Which lines in the entries below contain the string "patch" with matching case? Filter them out and copy each one.

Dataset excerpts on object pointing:
/---

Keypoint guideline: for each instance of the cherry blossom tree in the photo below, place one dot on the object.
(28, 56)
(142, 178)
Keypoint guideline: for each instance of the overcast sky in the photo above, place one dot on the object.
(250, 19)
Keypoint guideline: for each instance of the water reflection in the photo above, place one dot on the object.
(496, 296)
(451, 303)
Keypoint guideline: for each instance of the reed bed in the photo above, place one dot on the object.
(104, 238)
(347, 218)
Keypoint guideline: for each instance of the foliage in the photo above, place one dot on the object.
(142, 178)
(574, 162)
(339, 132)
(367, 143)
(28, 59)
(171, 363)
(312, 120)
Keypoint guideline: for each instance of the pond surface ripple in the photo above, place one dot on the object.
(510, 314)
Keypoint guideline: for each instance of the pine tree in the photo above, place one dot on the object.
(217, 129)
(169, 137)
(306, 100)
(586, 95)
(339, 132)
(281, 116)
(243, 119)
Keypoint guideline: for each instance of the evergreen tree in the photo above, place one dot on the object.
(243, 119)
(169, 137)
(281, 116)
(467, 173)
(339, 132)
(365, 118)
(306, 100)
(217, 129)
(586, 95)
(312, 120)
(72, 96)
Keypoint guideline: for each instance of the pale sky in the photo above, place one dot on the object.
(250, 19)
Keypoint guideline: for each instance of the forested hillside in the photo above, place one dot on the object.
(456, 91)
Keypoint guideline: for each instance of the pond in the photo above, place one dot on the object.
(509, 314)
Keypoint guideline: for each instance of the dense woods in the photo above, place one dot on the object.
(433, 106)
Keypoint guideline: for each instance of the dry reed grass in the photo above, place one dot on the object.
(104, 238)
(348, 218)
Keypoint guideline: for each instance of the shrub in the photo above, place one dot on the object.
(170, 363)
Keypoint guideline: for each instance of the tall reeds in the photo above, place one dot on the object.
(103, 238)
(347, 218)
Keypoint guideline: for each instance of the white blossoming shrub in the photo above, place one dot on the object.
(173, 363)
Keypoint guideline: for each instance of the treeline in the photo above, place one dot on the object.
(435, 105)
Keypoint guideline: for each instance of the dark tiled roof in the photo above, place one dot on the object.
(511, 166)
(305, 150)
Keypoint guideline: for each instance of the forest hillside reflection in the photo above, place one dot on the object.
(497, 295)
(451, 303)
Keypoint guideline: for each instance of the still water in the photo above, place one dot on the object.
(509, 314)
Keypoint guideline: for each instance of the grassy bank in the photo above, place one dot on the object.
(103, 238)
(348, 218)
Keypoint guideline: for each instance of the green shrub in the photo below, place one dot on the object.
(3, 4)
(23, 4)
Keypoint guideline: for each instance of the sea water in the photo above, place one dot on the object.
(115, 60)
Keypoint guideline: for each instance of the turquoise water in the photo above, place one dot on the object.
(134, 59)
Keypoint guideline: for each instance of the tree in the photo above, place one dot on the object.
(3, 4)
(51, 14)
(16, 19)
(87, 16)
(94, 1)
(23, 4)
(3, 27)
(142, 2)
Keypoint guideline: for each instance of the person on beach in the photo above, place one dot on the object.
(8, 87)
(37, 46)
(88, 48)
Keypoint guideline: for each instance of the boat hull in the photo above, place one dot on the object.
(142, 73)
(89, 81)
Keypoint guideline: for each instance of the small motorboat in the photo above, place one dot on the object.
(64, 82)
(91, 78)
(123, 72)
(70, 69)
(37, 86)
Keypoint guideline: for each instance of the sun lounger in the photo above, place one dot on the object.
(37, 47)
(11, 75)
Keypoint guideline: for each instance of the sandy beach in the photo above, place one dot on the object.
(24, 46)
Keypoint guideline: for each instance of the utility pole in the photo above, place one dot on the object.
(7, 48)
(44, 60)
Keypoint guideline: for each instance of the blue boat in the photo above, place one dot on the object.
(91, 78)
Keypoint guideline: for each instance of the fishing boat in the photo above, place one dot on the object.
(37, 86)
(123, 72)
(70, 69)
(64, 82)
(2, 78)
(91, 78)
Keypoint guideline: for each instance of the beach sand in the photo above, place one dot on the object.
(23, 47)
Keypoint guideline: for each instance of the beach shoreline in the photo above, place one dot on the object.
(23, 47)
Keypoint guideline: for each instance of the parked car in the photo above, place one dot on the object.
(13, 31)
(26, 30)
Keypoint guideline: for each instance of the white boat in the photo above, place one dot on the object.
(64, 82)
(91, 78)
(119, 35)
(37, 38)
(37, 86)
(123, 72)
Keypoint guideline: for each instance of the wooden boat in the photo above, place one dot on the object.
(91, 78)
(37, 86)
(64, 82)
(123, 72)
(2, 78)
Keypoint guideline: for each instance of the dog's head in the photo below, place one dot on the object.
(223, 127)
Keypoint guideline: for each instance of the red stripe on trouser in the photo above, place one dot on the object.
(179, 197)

\---
/---

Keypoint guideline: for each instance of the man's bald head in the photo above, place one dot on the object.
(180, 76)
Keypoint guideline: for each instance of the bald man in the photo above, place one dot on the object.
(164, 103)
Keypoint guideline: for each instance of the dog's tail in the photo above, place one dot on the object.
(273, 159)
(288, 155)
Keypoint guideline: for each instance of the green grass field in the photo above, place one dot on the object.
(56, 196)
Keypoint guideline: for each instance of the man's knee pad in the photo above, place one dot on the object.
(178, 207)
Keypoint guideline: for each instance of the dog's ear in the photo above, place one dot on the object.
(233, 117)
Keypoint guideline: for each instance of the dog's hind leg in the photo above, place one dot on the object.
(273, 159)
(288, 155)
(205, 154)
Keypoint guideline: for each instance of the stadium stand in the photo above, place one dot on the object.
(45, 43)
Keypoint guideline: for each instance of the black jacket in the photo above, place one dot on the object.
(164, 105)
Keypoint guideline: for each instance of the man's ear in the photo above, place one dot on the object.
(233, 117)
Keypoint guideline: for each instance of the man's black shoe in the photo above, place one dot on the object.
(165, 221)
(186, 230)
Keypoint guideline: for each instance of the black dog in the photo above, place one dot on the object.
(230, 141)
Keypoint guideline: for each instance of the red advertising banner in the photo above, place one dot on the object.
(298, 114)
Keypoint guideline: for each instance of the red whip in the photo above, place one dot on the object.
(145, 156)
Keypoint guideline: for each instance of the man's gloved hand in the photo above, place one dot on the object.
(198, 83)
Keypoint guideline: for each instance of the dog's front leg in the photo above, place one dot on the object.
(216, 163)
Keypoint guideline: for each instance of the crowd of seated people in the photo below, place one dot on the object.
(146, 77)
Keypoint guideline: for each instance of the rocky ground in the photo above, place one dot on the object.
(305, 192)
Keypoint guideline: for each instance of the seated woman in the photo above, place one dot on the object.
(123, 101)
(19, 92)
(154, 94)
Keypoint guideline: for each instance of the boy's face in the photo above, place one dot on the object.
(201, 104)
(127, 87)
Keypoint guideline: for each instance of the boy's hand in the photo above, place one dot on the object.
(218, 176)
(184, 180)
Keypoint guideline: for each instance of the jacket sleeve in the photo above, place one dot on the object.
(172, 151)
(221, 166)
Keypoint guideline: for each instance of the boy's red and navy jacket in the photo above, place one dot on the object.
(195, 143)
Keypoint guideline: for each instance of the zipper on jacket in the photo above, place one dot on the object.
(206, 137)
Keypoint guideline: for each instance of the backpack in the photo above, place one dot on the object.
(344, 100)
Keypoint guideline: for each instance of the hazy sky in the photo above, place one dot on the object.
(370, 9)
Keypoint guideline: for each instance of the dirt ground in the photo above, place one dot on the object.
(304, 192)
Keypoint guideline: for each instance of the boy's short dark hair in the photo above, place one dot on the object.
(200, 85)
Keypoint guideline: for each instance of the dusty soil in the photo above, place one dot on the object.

\---
/---

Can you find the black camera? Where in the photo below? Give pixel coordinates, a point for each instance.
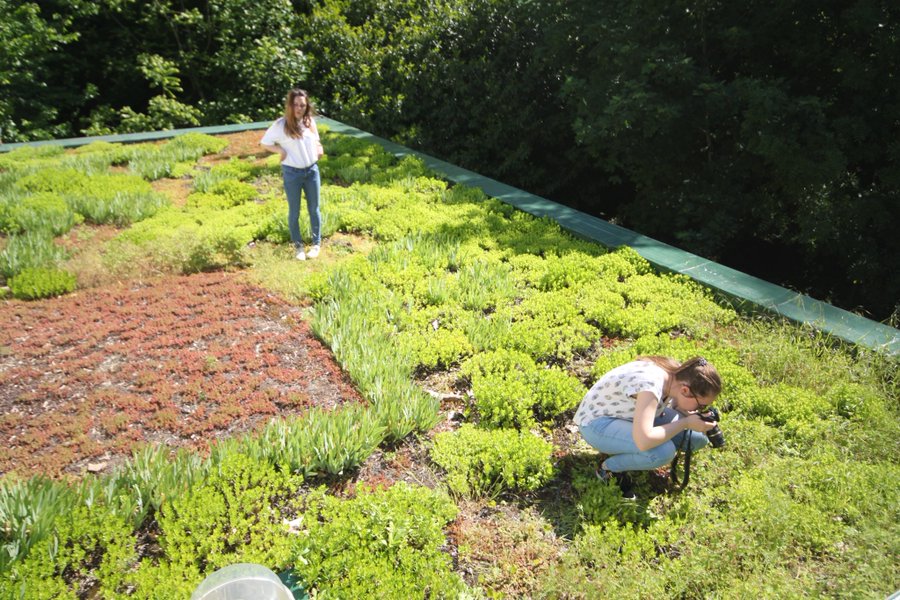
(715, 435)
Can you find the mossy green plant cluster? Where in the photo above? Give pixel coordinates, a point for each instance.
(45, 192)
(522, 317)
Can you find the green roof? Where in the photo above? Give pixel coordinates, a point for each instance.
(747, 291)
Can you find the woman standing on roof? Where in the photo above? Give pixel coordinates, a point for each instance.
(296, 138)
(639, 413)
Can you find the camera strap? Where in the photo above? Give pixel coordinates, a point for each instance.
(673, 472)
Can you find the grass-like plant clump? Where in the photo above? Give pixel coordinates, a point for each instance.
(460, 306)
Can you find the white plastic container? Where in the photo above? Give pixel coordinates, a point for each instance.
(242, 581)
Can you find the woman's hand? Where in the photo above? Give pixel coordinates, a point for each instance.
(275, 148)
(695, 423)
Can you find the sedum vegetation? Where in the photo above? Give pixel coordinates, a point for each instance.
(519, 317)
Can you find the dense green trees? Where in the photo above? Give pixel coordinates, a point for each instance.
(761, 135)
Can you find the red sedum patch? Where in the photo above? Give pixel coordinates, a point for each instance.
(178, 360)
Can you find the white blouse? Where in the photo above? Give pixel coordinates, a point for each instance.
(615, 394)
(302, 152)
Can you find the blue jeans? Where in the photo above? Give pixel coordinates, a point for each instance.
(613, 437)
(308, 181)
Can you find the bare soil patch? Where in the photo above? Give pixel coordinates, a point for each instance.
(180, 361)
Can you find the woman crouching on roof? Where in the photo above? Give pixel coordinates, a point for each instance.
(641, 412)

\---

### Task response
Can you find the red sedum patch? Where in the photo above? Give pixel coordinates, a point for each instance.
Can you find the bare soil patch? Where in the photo above? Give pixel coordinates, a point for each instance.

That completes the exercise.